Putin ha conseguido que cale en la Administración de Trump la idea de que la península pertenece de forma legal a Rusia

Vladimir Putin y Steve Witkoff, en Moscú el 25 de abril.
Pilar Bonet

Inasequible al desaliento, Vladímir Putin trata de “normalizar” la idea de que Rusia tiene derechos históricos incuestionables sobre la ocupada Crimea. El presidente ruso trabaja con tesón para difuminar y hacer que sean relegadas al olvido las obligaciones del derecho internacional que Moscú respetaba antes de la anexión de la península en 2014.

La percepción de que el territorio ucranio ocupado militarmente por Rusia pertenece de forma legal a este país ha calado incluso en Steve Witkoff, el negociador especial de Donald Trump, que ha conversado cuatro veces con el líder ruso desde febrero pasado.

En marzo, Witkoff demostró haber interiorizado los argumentos del Kremlin, al referirse a los referendos celebrados en cinco regiones de Ucrania en los cuales “la inmensa mayoría de la población” manifestó el deseo de someterse a Rusia. El empresario inmobiliario neoyorquino, que explora un posible “trato” para concluir la guerra, afirmó además que los conflictos entre Rusia y Ucrania existían “desde la Segunda Guerra Mundial” y que los rusos ya “recuperaron” las cinco regiones que deseaban (Crimea, Donetsk, Lugansk, Zaporiyia y Jersón).

Incapaz de pronunciar todos los nombres de esos territorios, que supuestamente colmarían la ambición rusa, Witkoff exhibió su desconocimiento de la materia que trata para bochorno de los competentes especialistas en Rusia existentes en la Administración y en las universidades de EE UU.

Visto el nivel de ignorancia del negociador norteamericano, que acude en solitario a su cita con los experimentados interlocutores rusos, tal vez convenga recordar que Rusia y Ucrania en tanto que repúblicas integradas en la Unión de Repúblicas Socialistas Soviéticas (URSS, 1922-1991) no tenían ningún conflicto fronterizo tras la Segunda Guerra Mundial. La transferencia de Crimea de Rusia a Ucrania en 1954 fue una redistribución territorial semejante a otras que se realizaron en el marco de un Estado único. En el caso de Crimea, la transferencia se justificó “por razones económicas, territoriales y culturales” para mejorar la gestión regional.

Rusia, Ucrania y otras repúblicas integrantes de la URSS se separaron de común acuerdo en 1991, y las lindes administrativas entre ellas pasaron a ser sus fronteras estatales. Ya antes, en noviembre de 1990, Rusia y Ucrania habían reconocido aquellas lindes en un acuerdo suscrito por Borís Yeltsin y Leonid Kravchuk, sus máximos dirigentes por entonces.

* _Ejemplos de detección_
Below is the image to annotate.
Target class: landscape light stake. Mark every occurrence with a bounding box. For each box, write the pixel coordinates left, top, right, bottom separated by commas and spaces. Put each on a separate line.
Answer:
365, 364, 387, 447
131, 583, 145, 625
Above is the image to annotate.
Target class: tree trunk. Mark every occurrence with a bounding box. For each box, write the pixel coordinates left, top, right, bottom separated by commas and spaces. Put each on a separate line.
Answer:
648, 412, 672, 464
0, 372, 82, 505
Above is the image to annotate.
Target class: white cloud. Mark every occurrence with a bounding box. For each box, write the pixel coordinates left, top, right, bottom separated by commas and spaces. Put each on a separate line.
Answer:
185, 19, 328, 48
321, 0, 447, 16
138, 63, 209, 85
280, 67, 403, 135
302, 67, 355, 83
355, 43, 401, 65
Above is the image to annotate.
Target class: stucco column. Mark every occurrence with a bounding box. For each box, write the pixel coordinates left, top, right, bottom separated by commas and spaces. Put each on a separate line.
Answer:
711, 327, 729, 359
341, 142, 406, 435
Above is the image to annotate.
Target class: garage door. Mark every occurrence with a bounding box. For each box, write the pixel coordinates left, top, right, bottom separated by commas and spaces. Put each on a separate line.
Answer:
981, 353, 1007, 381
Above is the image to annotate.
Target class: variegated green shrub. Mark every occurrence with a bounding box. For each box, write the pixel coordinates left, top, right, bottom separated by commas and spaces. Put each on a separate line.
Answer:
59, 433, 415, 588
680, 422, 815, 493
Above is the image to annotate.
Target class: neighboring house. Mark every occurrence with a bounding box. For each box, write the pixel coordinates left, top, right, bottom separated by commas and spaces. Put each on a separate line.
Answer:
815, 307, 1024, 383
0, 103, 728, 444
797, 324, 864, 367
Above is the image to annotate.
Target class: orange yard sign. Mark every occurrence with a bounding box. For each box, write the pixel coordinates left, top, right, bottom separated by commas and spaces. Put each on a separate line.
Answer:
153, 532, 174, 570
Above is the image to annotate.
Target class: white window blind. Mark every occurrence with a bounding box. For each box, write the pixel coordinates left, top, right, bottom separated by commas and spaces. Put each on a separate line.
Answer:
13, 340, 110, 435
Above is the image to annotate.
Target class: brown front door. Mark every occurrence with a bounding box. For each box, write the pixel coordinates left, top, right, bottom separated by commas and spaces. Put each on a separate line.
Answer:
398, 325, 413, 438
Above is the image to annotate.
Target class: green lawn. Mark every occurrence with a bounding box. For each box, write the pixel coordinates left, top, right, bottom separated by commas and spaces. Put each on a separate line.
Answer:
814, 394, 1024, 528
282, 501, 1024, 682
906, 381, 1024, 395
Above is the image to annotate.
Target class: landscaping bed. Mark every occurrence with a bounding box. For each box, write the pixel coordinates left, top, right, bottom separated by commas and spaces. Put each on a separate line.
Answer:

* _TAREA_
Según el texto sobre Crimea, ¿quiénes suscribieron el acuerdo de noviembre de 1990 por el que Rusia y Ucrania reconocieron sus lindes?

* _RESPUESTA_
Borís Yeltsin y Leonid Kravchuk.